▸ **Problem**
Retype the listing that follows, exactly as written.
------ Material provided ------
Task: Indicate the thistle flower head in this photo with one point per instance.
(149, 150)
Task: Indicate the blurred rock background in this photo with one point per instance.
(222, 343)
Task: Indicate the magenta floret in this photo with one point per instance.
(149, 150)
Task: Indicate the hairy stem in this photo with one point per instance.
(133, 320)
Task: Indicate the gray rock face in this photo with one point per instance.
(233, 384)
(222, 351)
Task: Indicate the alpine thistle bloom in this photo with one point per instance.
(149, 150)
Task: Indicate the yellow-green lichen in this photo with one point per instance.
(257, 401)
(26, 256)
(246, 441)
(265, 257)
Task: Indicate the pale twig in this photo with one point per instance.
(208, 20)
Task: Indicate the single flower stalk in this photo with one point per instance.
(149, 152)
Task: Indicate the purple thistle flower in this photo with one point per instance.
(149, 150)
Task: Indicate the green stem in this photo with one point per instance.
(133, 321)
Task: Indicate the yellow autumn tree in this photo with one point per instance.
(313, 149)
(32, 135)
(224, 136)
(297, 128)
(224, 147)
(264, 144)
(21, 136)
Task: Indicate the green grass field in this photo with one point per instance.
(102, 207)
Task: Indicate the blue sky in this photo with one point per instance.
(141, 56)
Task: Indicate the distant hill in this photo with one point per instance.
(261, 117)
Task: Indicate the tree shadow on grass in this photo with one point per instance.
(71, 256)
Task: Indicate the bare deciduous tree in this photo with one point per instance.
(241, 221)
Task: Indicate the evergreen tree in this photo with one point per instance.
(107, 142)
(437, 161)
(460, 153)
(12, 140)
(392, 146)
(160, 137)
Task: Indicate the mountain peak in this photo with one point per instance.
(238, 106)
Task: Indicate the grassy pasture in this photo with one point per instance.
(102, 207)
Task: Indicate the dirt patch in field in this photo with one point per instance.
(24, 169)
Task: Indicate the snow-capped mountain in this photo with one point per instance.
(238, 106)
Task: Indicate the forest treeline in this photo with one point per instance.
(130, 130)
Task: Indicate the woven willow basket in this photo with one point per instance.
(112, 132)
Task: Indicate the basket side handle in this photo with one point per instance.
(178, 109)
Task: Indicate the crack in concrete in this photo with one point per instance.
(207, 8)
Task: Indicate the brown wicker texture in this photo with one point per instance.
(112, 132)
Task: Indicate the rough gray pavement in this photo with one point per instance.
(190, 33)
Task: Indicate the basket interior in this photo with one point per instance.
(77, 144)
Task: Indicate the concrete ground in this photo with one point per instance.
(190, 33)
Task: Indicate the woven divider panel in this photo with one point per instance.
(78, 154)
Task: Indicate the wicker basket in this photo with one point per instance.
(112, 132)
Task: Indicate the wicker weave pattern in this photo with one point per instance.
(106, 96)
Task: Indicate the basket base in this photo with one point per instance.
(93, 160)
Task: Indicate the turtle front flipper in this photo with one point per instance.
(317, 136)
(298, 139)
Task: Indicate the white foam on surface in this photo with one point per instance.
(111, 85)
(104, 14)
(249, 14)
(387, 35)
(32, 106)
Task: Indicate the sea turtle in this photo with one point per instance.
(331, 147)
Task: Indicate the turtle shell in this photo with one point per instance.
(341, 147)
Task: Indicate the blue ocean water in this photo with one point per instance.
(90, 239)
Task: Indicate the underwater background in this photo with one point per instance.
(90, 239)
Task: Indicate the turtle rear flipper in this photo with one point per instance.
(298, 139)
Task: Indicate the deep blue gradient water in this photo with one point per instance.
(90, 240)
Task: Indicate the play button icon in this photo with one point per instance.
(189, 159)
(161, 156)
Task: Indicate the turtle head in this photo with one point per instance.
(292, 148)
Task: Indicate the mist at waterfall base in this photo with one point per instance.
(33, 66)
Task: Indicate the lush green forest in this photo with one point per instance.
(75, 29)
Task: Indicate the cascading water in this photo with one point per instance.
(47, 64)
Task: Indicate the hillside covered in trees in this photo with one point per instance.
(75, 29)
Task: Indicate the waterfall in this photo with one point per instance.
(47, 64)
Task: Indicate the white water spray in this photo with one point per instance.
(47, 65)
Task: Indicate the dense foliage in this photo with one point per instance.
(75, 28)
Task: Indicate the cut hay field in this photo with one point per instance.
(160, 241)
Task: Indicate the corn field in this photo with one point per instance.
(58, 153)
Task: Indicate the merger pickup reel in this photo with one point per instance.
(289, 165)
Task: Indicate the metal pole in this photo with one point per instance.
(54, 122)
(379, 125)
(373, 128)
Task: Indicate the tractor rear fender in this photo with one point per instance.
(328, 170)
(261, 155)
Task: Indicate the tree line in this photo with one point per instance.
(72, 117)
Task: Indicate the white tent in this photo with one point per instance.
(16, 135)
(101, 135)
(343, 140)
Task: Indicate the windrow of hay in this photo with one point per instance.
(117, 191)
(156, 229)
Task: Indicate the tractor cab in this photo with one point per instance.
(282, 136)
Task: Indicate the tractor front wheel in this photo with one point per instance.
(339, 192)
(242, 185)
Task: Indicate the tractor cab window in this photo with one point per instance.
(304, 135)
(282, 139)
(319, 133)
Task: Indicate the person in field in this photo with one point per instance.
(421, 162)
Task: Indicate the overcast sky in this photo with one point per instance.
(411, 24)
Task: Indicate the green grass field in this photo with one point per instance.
------
▸ **Exercise solution**
Task: Indicate the thistle flower head in this photo with one point per instance.
(149, 150)
Task: Indicate the blurred rock background in this photo with one point per instance.
(222, 343)
Task: Indicate the magenta floret in this photo with one point per instance.
(149, 150)
Task: Indicate the hairy stem in this photo with one point per instance.
(133, 320)
Task: Indicate the gray rock face in this photo with one point per instance.
(233, 384)
(222, 351)
Task: Indicate the alpine thistle bloom in this photo with one point per instance.
(149, 150)
Task: Indicate the yellow-green lichen in this photo with one point per instance.
(257, 401)
(26, 256)
(246, 441)
(265, 257)
Task: Indicate the pale twig in this photo with one point per instance.
(208, 20)
Task: Indicate the single flower stalk in this photo with one point per instance.
(149, 152)
Task: Indicate the purple thistle flower in this photo with one point per instance.
(149, 150)
Task: Indicate the green stem in this photo with one point per instance.
(133, 321)
Task: Indicate the yellow autumn tree in this photo with one point per instance.
(313, 149)
(32, 135)
(224, 136)
(297, 128)
(224, 147)
(264, 144)
(21, 136)
Task: Indicate the green grass field in this photo with one point per instance.
(102, 207)
Task: Indicate the blue sky in this photo with one point per instance.
(141, 56)
Task: Indicate the distant hill in this photo with one point per instance.
(261, 117)
Task: Indicate the tree shadow on grass in this photo with one point per instance.
(71, 256)
Task: Indicate the bare deciduous tree in this photo with one point per instance.
(241, 221)
Task: Indicate the evergreen tree in this photo with one point per instance.
(107, 142)
(437, 161)
(460, 153)
(12, 140)
(392, 146)
(160, 137)
Task: Indicate the mountain peak in this photo with one point per instance.
(238, 106)
Task: Indicate the grassy pasture in this photo with one point per instance.
(102, 207)
Task: Indicate the dirt patch in field in this photo with one point per instance.
(24, 169)
Task: Indicate the snow-capped mountain in this photo with one point per instance.
(238, 106)
Task: Indicate the forest treeline in this photo with one point per instance.
(130, 130)
Task: Indicate the woven willow basket in this photo with one point per instance.
(112, 132)
Task: Indicate the basket side handle in this photo with one point per instance.
(178, 109)
Task: Indicate the crack in concrete in this photo with one point per instance.
(207, 8)
Task: Indicate the brown wicker texture in this photo with one point per instance.
(112, 132)
Task: Indicate the rough gray pavement in this photo with one point per instance.
(190, 33)
Task: Indicate the basket interior in this photo with one point per instance.
(77, 144)
Task: Indicate the concrete ground in this photo with one point per instance.
(190, 33)
Task: Indicate the woven divider panel in this photo with one point per instance.
(78, 154)
Task: Indicate the wicker basket in this photo with one point per instance.
(112, 132)
Task: Indicate the wicker weave pattern in this photo with one point per instance.
(106, 96)
Task: Indicate the basket base in this photo with one point per instance.
(93, 160)
Task: Indicate the turtle front flipper in this photo with one point per instance.
(317, 136)
(298, 139)
Task: Indicate the white foam on surface in this photo with one point per instance.
(111, 85)
(104, 14)
(249, 14)
(387, 35)
(32, 106)
Task: Indicate the sea turtle in this photo with one point per instance.
(331, 147)
Task: Indicate the turtle shell in this photo with one point per instance.
(341, 147)
Task: Indicate the blue ocean water in this photo with one point per instance.
(90, 239)
Task: Indicate the underwater background in this photo with one point per instance.
(90, 239)
Task: Indicate the turtle rear flipper in this photo with one point per instance.
(298, 139)
Task: Indicate the deep blue gradient water in this photo with one point per instance.
(90, 240)
Task: Indicate the play button icon in this photo with one point per instance.
(189, 159)
(161, 156)
Task: Indicate the turtle head in this photo with one point per instance.
(292, 148)
Task: Indicate the mist at waterfall base in this photo with one point per instance.
(33, 66)
Task: Indicate the lush green forest in this photo with one point per instance.
(75, 29)
Task: Indicate the cascading water in this photo with one point per instance.
(47, 64)
Task: Indicate the hillside covered in trees in this photo with one point per instance.
(75, 29)
Task: Indicate the waterfall in this photo with one point per instance.
(47, 64)
Task: Indicate the white water spray in this photo with one point per instance.
(47, 65)
Task: Indicate the dense foliage in this photo with one point per instance.
(75, 28)
Task: Indicate the cut hay field in this photo with one point per instance.
(160, 241)
Task: Indicate the corn field in this photo with one point per instance.
(58, 153)
Task: Indicate the merger pickup reel in this photo with one point per instance.
(289, 165)
Task: Indicate the metal pole in this photo with one point per instance.
(54, 122)
(379, 125)
(373, 128)
Task: Indicate the tractor rear fender in this photo with one point per instance.
(328, 170)
(261, 155)
Task: Indicate the tree line in this photo with one point per instance.
(72, 117)
Task: Indicate the white tent in this photo with one point per instance.
(16, 135)
(101, 135)
(343, 140)
Task: Indicate the windrow of hay in this photo with one point per instance.
(117, 191)
(156, 229)
Task: Indicate the tractor cab in this photo with one point per instance.
(282, 136)
Task: Indicate the tractor front wheel in this photo with one point per instance.
(339, 192)
(242, 185)
Task: Indicate the tractor cab window in this photo with one point per instance.
(304, 135)
(282, 139)
(319, 133)
Task: Indicate the person in field in this photo with one point per instance.
(421, 162)
Task: Indicate the overcast sky in this photo with one point per instance.
(411, 24)
Task: Indicate the green grass field in this photo with one point per instance.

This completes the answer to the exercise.